#### Instructions for the task
Working down the material below, reproduce exactly every line from the one containing "Would you be able to point to the white car" to the last line, and only those.

#### Input material

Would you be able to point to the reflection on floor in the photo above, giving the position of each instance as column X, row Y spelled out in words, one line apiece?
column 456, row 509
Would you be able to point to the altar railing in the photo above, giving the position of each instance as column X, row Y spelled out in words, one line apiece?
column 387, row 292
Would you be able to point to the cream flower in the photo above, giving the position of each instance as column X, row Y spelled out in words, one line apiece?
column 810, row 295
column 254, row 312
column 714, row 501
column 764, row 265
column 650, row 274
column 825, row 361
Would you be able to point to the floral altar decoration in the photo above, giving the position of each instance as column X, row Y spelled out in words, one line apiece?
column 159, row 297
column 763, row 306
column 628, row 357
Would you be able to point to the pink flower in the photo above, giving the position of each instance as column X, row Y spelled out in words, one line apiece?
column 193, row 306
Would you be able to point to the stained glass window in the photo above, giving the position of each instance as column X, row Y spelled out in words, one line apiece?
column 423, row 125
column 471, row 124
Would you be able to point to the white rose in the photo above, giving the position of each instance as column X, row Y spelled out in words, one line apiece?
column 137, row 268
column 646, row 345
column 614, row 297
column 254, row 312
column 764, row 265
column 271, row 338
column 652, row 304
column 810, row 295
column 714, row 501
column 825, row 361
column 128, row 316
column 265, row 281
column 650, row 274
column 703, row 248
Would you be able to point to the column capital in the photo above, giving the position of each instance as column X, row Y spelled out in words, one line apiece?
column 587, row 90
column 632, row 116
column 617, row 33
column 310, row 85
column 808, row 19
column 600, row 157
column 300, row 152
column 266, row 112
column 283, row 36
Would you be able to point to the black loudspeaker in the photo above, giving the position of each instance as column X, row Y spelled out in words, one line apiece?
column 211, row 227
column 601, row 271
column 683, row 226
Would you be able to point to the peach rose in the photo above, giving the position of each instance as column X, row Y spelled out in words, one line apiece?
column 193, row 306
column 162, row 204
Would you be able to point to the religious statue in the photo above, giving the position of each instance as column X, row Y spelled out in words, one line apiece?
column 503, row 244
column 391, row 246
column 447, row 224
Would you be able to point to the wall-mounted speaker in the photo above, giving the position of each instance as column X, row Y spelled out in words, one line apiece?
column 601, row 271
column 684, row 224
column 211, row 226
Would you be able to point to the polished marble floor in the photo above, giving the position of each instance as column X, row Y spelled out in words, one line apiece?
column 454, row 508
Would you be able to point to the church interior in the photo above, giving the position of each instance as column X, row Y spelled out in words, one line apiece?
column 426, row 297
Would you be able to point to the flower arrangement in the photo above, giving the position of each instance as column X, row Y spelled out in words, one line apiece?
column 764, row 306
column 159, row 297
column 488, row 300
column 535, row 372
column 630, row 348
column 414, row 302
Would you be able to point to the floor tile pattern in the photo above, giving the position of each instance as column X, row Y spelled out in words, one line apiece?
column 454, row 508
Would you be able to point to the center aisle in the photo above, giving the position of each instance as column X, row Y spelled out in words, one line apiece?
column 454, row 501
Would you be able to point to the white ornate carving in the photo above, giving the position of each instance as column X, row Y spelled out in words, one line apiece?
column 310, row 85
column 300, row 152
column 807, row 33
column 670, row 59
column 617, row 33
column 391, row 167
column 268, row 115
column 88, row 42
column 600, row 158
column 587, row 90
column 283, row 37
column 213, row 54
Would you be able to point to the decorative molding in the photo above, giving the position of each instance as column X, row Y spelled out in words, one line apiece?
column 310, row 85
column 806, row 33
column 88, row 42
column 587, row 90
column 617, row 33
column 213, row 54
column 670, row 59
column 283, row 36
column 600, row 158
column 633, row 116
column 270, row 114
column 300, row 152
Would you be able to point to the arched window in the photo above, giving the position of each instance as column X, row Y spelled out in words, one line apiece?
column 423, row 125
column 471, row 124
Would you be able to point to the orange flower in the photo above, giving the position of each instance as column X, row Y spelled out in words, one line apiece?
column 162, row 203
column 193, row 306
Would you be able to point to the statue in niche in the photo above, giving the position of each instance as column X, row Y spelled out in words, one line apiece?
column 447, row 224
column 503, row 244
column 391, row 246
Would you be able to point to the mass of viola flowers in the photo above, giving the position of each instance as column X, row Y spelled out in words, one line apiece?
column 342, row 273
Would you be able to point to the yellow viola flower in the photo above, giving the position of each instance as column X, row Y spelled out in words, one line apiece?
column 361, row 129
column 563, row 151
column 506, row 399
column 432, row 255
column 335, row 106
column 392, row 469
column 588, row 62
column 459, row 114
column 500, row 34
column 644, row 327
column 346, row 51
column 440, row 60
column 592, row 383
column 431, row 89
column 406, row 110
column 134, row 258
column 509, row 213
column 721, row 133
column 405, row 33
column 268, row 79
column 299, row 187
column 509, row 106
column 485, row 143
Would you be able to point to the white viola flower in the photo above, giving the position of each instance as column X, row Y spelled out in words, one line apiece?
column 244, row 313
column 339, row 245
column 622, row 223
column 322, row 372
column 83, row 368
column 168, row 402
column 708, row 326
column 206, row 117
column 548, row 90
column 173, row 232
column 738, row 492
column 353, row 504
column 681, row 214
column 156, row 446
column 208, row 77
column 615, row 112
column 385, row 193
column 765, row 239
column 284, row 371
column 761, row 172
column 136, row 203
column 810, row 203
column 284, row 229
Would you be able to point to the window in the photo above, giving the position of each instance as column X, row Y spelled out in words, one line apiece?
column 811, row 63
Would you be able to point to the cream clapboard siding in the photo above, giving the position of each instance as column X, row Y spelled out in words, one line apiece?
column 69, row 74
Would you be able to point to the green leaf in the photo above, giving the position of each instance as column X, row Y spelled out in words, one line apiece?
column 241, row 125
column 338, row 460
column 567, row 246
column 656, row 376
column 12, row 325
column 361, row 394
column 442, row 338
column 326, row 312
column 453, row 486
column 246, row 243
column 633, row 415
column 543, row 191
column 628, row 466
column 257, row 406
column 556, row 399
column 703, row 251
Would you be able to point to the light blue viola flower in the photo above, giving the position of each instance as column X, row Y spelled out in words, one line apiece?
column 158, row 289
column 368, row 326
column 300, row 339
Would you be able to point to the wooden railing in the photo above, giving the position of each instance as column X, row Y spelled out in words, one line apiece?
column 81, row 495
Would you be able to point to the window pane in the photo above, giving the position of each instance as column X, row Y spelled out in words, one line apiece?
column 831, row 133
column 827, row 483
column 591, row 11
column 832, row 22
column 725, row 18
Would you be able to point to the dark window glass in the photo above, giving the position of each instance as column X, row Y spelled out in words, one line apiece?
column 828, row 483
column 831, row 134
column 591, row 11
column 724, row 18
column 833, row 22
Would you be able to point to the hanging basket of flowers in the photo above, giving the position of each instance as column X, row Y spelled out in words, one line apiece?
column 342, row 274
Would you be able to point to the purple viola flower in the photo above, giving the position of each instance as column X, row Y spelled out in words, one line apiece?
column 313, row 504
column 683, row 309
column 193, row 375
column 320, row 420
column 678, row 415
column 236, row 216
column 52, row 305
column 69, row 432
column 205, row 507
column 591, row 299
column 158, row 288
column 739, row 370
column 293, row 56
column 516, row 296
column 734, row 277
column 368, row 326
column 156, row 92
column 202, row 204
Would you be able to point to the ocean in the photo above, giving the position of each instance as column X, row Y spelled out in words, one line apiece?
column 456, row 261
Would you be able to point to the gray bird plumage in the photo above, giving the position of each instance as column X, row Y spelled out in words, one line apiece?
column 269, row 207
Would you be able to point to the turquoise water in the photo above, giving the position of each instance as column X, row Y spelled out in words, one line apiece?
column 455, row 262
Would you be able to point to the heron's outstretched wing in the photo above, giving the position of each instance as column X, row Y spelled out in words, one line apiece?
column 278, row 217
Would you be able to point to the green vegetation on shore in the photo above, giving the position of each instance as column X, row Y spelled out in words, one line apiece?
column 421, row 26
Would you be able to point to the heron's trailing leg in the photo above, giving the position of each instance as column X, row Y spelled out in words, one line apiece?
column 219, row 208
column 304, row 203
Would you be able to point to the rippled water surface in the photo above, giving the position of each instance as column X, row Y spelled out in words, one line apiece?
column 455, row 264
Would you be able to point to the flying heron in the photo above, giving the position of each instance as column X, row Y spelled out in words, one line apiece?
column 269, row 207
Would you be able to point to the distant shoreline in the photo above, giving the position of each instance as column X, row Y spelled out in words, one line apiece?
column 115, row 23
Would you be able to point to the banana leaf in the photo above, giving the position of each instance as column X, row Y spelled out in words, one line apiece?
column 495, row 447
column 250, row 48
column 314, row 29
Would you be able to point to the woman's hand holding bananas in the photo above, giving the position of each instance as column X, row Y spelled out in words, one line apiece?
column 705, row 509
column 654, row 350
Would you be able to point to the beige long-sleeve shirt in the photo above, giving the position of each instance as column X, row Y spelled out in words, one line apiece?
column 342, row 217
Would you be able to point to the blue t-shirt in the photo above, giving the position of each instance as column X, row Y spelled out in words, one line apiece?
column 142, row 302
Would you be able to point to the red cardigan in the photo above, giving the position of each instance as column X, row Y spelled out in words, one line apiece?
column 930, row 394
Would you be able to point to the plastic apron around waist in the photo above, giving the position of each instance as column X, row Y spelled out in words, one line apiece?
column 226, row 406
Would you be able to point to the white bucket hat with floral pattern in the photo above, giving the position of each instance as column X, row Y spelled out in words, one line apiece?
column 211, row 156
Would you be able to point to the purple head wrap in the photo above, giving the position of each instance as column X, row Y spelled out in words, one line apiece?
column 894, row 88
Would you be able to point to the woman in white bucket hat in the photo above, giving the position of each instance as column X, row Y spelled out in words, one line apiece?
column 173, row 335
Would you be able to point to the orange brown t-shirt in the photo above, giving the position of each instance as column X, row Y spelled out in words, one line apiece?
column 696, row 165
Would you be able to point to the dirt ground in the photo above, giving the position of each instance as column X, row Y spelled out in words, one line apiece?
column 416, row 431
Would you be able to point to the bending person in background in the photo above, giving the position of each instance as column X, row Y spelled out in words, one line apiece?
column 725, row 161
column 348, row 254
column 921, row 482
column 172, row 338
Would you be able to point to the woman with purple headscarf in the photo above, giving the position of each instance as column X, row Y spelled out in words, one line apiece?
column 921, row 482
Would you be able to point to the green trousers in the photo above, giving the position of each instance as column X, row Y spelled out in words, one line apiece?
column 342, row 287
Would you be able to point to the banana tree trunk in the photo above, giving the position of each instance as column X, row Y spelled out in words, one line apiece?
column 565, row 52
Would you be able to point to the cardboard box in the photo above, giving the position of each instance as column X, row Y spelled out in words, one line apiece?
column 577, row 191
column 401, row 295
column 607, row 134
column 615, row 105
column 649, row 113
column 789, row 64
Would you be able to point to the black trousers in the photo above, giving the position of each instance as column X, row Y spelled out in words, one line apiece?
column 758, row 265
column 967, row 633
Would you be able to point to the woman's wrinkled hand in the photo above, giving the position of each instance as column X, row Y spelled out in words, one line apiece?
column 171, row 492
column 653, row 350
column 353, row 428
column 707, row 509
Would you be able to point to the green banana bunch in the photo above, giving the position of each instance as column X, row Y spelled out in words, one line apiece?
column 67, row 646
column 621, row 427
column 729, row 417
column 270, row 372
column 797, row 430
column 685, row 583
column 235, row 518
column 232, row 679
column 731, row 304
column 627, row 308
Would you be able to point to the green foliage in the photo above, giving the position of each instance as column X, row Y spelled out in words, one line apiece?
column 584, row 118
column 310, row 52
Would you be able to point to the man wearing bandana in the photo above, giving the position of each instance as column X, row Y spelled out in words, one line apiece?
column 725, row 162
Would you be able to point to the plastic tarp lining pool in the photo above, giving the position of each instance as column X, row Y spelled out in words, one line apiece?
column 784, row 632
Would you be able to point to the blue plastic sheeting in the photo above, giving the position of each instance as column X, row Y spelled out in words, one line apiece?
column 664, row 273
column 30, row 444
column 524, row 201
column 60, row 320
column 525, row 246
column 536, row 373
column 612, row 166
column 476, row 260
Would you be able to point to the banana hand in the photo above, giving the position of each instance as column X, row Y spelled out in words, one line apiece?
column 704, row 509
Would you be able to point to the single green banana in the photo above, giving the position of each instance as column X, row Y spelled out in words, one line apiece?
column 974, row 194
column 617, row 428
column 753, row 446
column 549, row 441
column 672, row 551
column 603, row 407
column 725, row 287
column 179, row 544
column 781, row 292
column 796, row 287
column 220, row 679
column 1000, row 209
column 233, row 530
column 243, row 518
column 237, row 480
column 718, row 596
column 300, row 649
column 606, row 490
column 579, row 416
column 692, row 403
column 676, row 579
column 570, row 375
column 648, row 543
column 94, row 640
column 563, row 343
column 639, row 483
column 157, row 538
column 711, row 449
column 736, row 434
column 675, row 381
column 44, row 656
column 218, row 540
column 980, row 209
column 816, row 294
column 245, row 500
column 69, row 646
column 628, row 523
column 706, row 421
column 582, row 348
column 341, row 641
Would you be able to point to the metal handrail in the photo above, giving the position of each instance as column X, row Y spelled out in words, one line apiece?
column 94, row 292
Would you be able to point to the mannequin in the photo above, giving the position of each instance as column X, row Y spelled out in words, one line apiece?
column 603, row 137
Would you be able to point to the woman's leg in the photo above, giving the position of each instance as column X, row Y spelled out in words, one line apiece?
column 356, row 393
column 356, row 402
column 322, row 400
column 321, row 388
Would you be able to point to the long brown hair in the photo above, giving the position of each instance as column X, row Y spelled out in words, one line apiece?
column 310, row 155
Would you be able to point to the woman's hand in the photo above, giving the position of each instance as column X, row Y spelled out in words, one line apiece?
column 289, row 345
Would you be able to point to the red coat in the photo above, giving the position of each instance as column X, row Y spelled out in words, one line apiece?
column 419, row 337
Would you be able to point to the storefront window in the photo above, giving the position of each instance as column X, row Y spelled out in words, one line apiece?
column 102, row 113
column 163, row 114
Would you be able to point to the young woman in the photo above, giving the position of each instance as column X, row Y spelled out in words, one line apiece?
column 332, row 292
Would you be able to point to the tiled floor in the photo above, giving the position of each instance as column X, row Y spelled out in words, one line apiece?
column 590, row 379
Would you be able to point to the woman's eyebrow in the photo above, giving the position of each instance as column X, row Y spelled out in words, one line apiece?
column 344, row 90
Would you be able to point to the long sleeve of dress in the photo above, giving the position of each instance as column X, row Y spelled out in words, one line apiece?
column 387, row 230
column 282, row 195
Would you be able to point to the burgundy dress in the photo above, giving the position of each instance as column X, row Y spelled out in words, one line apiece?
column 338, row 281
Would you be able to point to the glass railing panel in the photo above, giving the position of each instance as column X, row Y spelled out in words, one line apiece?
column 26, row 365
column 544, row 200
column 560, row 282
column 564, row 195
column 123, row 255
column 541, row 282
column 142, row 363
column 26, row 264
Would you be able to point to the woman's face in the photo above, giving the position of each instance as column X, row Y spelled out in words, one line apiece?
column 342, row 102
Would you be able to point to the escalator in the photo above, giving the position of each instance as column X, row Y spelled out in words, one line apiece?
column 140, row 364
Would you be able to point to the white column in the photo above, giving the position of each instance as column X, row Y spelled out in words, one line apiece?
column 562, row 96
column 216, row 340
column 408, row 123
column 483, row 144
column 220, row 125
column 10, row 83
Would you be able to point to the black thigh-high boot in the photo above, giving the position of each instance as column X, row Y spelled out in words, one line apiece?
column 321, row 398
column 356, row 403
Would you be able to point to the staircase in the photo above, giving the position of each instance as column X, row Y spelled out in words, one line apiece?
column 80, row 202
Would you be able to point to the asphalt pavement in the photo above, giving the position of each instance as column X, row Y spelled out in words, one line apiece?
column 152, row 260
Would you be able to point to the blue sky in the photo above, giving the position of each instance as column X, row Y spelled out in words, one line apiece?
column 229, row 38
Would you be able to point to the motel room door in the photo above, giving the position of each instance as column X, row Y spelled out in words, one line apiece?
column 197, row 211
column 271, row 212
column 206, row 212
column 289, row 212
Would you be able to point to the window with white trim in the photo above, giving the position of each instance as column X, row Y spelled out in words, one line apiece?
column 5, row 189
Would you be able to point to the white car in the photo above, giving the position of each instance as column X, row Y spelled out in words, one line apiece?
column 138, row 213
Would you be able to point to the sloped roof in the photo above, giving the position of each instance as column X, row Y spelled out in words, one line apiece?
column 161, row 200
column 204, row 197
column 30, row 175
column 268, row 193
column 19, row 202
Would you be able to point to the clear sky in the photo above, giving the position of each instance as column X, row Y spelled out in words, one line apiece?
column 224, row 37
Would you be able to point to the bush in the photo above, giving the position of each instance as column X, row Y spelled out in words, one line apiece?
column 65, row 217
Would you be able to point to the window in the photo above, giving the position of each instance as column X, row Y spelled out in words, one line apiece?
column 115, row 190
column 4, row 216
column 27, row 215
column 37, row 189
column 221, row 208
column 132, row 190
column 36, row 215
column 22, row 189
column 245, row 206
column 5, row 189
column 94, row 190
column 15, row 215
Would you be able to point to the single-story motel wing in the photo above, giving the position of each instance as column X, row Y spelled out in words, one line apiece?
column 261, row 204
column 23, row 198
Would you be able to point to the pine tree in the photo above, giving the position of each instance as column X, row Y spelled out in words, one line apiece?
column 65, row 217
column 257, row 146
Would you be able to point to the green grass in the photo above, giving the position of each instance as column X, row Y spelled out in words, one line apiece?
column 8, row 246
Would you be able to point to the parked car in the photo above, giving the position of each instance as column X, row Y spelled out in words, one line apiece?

#### Result
Would you be able to point to the white car in the photo above, giving the position of each instance as column X, row Y spelled out in words, one line apiece?
column 138, row 213
Would you be able to point to the sloped roof in the photo above, giving the position of each instance as column X, row Y spelled out in words, one line apiece?
column 161, row 200
column 204, row 197
column 30, row 175
column 268, row 193
column 19, row 202
Would you be able to point to the clear sky in the photo above, giving the position of each instance as column X, row Y spelled out in words, one line apiece?
column 224, row 37
Would you be able to point to the bush in the photo above, giving the position of each instance as column X, row Y spelled out in words, one line apiece?
column 65, row 217
Would you be able to point to the window in the photo above, giving the position of each instance as column X, row Y spelled out in words, one line apiece?
column 115, row 190
column 4, row 216
column 27, row 215
column 37, row 189
column 221, row 208
column 132, row 190
column 36, row 215
column 22, row 189
column 245, row 206
column 5, row 189
column 94, row 190
column 15, row 215
Would you be able to point to the single-story motel wing in the photo above, giving the position of each instance as column X, row Y spelled out in words, one line apiece?
column 261, row 204
column 23, row 198
Would you be able to point to the pine tree in the photo above, giving the position of each instance as column X, row Y spelled out in words, one line apiece?
column 65, row 217
column 257, row 146
Would you be able to point to the green grass in the photo above, giving the position of each instance as column X, row Y spelled out in words, one line apiece?
column 8, row 246
Would you be able to point to the parked car in the photo above, giving the position of each instance as column X, row Y spelled out in words, one line apiece?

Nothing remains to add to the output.